How to complete this task: Everything from the line containing "point(345, 563)" through the line containing "point(94, 247)" should be repeated exactly, and nothing else from the data.
= Beginning of Section =
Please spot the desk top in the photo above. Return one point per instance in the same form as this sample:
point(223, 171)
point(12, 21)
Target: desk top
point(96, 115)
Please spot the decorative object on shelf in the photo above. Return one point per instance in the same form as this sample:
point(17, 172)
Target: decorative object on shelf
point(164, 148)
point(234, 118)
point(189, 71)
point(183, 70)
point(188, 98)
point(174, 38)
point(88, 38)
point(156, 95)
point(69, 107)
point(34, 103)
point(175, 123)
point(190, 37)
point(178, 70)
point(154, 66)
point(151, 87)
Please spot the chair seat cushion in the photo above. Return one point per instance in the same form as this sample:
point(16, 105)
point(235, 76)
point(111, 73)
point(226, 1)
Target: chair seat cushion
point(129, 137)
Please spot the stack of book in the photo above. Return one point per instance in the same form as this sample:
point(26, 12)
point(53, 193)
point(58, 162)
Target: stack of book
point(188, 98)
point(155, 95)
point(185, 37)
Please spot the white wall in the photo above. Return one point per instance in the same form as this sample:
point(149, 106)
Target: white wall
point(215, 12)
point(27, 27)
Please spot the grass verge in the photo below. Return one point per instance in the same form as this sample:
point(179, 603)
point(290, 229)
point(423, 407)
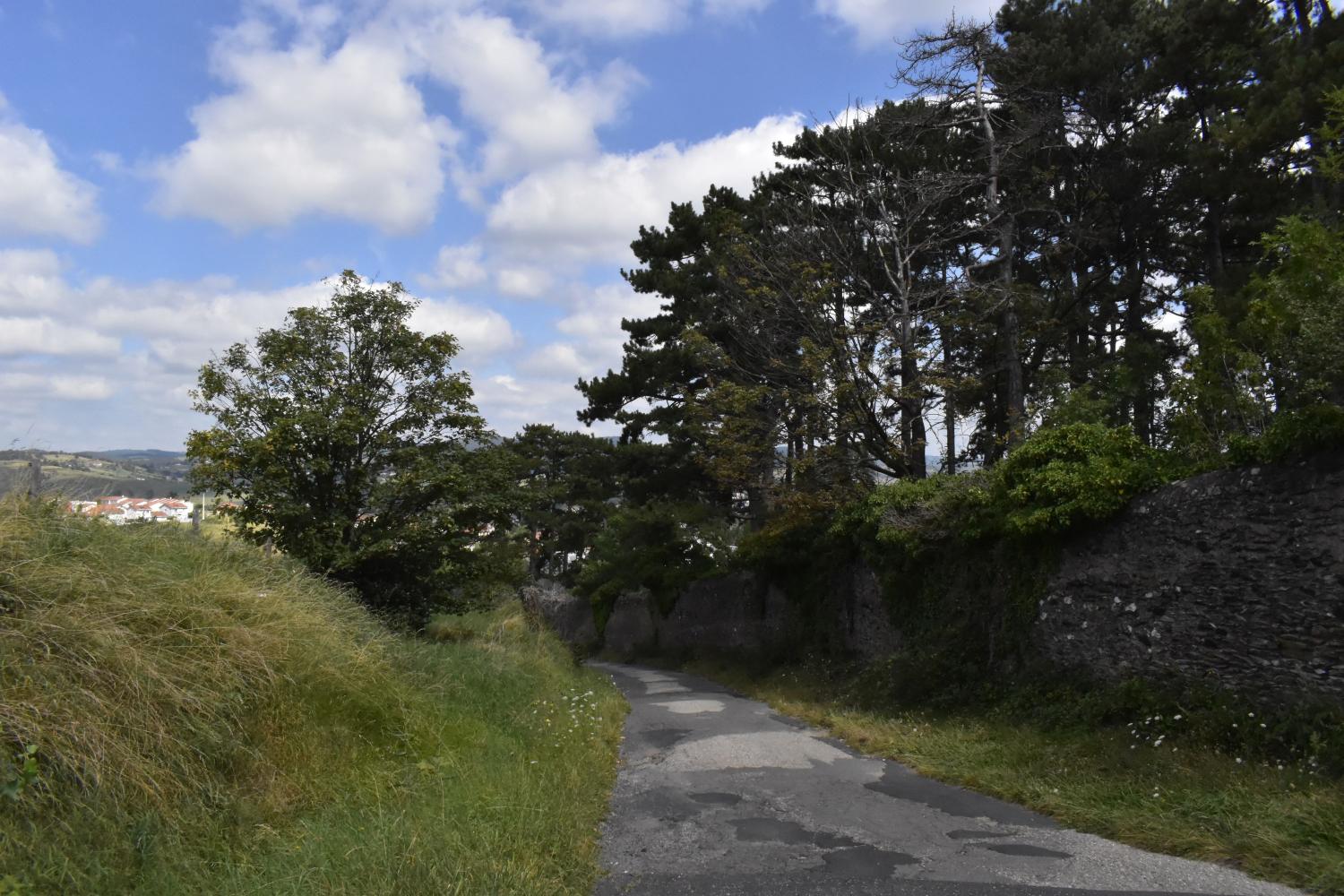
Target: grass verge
point(209, 721)
point(1145, 782)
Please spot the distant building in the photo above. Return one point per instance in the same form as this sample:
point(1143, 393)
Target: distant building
point(121, 509)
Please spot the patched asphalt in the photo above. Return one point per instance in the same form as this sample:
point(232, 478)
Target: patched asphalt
point(718, 796)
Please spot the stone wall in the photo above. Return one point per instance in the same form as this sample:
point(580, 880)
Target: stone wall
point(567, 614)
point(726, 614)
point(1234, 578)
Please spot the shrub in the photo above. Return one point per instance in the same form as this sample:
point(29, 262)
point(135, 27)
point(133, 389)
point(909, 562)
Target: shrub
point(1073, 474)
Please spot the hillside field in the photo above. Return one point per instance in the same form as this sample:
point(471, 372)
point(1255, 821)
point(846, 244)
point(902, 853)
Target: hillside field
point(182, 715)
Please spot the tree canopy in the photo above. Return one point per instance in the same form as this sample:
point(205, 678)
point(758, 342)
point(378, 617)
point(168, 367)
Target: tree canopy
point(354, 446)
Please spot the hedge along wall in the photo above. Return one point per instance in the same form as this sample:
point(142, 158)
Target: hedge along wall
point(1233, 578)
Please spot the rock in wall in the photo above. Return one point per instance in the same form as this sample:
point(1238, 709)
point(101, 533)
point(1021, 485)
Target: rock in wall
point(572, 616)
point(862, 616)
point(1234, 578)
point(632, 627)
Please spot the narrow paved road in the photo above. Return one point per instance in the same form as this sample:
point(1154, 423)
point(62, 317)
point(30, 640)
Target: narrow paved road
point(719, 796)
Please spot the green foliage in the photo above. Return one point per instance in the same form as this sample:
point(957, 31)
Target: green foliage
point(212, 721)
point(1072, 476)
point(658, 546)
point(349, 443)
point(1296, 312)
point(566, 484)
point(1153, 769)
point(21, 772)
point(1300, 433)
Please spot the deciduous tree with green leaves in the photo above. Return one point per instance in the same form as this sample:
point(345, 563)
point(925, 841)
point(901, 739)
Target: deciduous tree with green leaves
point(351, 441)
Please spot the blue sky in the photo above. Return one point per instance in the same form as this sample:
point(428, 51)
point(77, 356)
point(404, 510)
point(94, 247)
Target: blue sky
point(175, 177)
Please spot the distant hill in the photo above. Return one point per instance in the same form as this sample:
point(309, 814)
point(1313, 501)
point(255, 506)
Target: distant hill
point(134, 454)
point(88, 474)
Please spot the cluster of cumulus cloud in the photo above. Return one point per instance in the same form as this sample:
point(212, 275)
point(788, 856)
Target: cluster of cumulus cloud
point(323, 110)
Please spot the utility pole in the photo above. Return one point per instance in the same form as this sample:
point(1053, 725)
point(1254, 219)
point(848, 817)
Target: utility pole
point(35, 477)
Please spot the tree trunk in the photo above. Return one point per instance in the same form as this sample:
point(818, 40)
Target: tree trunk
point(949, 411)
= End of Section =
Final answer:
point(345, 563)
point(925, 841)
point(901, 739)
Target: deciduous tree with green leaves
point(351, 441)
Please spot the blue sky in the photo above. Return one point per instance in the same form as this sample:
point(428, 51)
point(77, 356)
point(404, 510)
point(94, 247)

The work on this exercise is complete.